**TASK**
Copy out all of the material below line for line, requests included, but shift each answer coordinate by -32. Leave out the photo.

**DATA PROVIDED**

++++++++++

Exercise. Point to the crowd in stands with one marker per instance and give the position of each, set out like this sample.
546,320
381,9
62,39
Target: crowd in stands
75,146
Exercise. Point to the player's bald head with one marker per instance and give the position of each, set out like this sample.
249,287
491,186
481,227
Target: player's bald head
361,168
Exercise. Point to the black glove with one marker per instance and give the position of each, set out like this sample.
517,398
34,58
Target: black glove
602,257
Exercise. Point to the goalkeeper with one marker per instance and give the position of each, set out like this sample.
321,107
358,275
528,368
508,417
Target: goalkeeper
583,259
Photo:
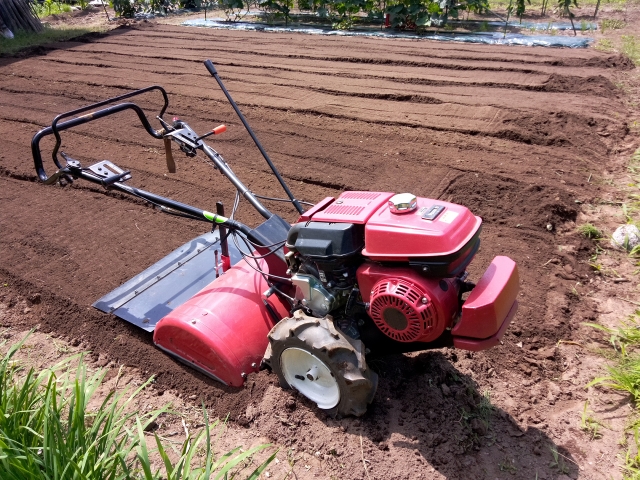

++++++++++

**FINAL RESULT**
Exercise. Point to the crowd in stands with one marker per instance and give the position of each, set out like this sample.
546,320
381,9
62,39
Target: crowd in stands
43,114
Exercise. Point to the player's bald head with one marker per instance and give the position of each, set out like this sample.
249,287
491,186
481,227
Target: player's bald head
329,136
Exercise. Point to the black glove with one marker per instance and give the position of each, set out like this sample.
517,398
34,58
Target: black glove
570,225
Exercise. Point to the goalkeeper with one marker per instance and give the position of each, set out like this sample.
321,107
358,275
528,368
508,417
Target: goalkeeper
551,227
Photo:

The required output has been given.